* Tâches et exercices
A. Dans le texte sur les grandes manifestations sportives, recopiez le passage qui commence par « La recommandation de » et s'arrête après « départ d’une course. », en substituant « outil » à « instrument ».
B. Répondez aux questions suivantes à partir du texte sur les grandes manifestations sportives.
(i) Lors des préparatifs de quel événement les normes de travail ont-elles été sérieusement mises en cause ?
(ii) Au respect de quoi la recommandation de l'OCDE appelle-t-elle ?
(iii) Quels moments partagés dans le sport le texte donne-t-il en exemple ?

Au coût et à la taille s’ajoutent d’autres problèmes. Les entreprises doivent adopter un comportement responsable, s’agissant notamment de l’application des normes de travail, qui ont été sérieusement mises en cause lors des préparatifs de la Coupe du monde au Qatar.
La recommandation de l’OCDE, qui appelle à respecter les droits des travailleurs, constitue une avancée positive. Cet instrument peut aider les pays, régions ou villes organisatrices, mais aussi les partenaires de ces manifestations internationales, à mieux prendre en compte les besoins locaux et à placer le citoyen au cœur de leurs projets, ainsi qu’à produire des effets bénéfiques dans la durée. En améliorant la conception et la mise en œuvre de ces manifestations, et en gérant leurs retombées de manière éclairée, nous pourrions nous concentrer sur ce qui nous réunit dans le sport, tel que ces moments partagés au coup d’envoi d’un match ou au départ d’une course.

* Données fournies

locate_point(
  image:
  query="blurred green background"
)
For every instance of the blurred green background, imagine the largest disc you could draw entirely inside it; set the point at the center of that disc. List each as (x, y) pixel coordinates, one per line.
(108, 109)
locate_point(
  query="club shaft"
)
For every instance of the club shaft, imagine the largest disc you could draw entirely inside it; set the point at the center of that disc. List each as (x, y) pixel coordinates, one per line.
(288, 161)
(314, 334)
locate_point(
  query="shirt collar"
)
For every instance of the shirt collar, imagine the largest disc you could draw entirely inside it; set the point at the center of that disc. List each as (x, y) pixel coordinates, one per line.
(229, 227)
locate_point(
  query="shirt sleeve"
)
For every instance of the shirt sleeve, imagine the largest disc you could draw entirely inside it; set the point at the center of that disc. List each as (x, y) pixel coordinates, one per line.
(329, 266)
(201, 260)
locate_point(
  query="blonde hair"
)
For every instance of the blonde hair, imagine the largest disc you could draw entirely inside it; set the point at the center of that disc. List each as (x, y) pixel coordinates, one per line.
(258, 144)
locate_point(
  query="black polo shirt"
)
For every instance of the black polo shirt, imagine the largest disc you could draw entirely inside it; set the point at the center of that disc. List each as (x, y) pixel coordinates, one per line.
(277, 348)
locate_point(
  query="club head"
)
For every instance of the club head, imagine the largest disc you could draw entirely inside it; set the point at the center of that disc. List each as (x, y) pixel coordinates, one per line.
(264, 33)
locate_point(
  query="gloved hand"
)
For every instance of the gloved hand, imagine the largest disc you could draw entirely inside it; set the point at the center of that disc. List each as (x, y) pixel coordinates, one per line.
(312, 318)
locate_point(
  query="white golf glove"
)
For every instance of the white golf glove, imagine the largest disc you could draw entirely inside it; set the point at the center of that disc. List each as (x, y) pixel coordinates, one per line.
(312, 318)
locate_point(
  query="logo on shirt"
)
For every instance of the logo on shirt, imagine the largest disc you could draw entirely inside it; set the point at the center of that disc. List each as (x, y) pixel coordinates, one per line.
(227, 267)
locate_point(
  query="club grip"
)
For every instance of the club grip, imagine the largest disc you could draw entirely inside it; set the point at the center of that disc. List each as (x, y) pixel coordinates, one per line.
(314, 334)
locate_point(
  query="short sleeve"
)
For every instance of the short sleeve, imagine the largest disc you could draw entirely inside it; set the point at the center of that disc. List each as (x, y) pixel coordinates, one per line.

* Résultats par tâche
A.
La recommandation de l’OCDE, qui appelle à respecter les droits des travailleurs, constitue une avancée positive. Cet outil peut aider les pays, régions ou villes organisatrices, mais aussi les partenaires de ces manifestations internationales, à mieux prendre en compte les besoins locaux et à placer le citoyen au cœur de leurs projets, ainsi qu’à produire des effets bénéfiques dans la durée. En améliorant la conception et la mise en œuvre de ces manifestations, et en gérant leurs retombées de manière éclairée, nous pourrions nous concentrer sur ce qui nous réunit dans le sport, tel que ces moments partagés au coup d’envoi d’un match ou au départ d’une course.

B.
(i) La Coupe du monde au Qatar.
(ii) Des droits des travailleurs.
(iii) Le coup d'envoi d'un match ou le départ d'une course.